Expendable thermal batteries are often used in applications (like rockets or tactical missiles) where a large power demand is required in a short period of time. These are basically closed galvanic reaction cells in which the salts are isolated until a barrier is broken by an electrical impulse or squib, and then the battery produces a large amount of energy until the working salts are all neutralized. This often produces a more even amp supply than lead-acid or dry cell batteries, but most thermal batteries are use-once-and-dispose (or at least use-once-and-refurbish), and so are limited to the above military and rocket launch applications.
Another option, albeit one that is still more in the realm of speculation rather than practical application, are high energy metastable systems like excimers, stabilized amorphous or crystalline matricies (like solid ozone, cyclic O[sub]4[/sub] and O[sub]6[/sub], and C[sub]6[/sub] cubane) where the energy is stored in internal strains, and highly energetic neutral free radicals. You could make a fuel cell with an energy density ability two or three orders of magnitude greater than normal dry or liquid galvanic reaction cells. The trick is keeping the above systems stabilized. Something like metastable helium has a duration of around two hours before degredation via spin-orbit coupling in a vacuum; however, interaction with the walls of a real storage container or reactor vessel gives a lifetime on the order of a tenth of a second.

Task item: Output the stretch of the passage on batteries from "Another option, albeit" through "of a second.", word for word. The lines that come next have no connection to the passage on batteries.

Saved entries
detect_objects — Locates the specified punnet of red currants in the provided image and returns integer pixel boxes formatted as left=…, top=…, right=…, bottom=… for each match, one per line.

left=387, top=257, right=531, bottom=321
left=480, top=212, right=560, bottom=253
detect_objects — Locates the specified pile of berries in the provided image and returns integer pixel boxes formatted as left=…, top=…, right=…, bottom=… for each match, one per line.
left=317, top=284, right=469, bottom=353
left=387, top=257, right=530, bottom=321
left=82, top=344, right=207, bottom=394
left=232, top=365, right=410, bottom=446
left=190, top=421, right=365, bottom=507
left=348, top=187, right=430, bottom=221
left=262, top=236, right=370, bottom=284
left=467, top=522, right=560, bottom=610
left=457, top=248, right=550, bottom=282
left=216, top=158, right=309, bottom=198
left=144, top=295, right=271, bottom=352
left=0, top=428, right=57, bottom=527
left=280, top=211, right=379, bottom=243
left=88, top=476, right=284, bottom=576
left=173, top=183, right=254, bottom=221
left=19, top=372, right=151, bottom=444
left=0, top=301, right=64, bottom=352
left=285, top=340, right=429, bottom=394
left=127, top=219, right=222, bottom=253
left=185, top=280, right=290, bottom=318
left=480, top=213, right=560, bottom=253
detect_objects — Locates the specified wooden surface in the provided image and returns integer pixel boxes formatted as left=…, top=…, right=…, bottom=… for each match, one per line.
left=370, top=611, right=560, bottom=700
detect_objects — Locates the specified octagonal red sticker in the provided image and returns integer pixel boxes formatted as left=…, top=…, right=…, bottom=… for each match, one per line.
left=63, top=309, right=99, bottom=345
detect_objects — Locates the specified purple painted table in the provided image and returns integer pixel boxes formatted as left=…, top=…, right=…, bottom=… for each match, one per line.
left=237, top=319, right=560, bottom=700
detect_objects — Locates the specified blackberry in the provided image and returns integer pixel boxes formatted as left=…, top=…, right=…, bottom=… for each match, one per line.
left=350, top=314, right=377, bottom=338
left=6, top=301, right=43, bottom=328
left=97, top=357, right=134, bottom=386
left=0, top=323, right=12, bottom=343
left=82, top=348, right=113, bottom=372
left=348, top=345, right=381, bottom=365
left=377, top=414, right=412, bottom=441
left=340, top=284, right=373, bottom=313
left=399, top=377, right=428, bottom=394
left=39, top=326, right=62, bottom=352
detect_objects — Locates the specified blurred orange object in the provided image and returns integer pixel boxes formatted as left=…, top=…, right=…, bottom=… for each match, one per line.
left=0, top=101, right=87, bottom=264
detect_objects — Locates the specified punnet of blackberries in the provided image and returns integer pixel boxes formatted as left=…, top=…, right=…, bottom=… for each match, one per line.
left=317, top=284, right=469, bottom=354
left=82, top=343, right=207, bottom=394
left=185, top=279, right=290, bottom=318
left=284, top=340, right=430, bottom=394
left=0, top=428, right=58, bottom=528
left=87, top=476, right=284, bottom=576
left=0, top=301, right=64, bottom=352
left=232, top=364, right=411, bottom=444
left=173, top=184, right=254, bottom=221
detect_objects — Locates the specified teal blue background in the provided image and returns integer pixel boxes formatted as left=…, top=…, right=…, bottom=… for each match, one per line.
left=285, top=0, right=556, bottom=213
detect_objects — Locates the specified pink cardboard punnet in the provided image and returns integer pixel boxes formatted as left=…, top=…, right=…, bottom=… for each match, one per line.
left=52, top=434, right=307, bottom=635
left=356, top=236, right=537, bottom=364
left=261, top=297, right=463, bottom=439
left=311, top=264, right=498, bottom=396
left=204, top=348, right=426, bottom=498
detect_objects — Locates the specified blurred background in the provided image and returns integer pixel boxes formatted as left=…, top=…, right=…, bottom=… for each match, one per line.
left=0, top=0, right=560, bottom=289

Exercise response:
Another option, albeit one that is still more in the realm of speculation rather than practical application, are high energy metastable systems like excimers, stabilized amorphous or crystalline matricies (like solid ozone, cyclic O[sub]4[/sub] and O[sub]6[/sub], and C[sub]6[/sub] cubane) where the energy is stored in internal strains, and highly energetic neutral free radicals. You could make a fuel cell with an energy density ability two or three orders of magnitude greater than normal dry or liquid galvanic reaction cells. The trick is keeping the above systems stabilized. Something like metastable helium has a duration of around two hours before degredation via spin-orbit coupling in a vacuum; however, interaction with the walls of a real storage container or reactor vessel gives a lifetime on the order of a tenth of a second.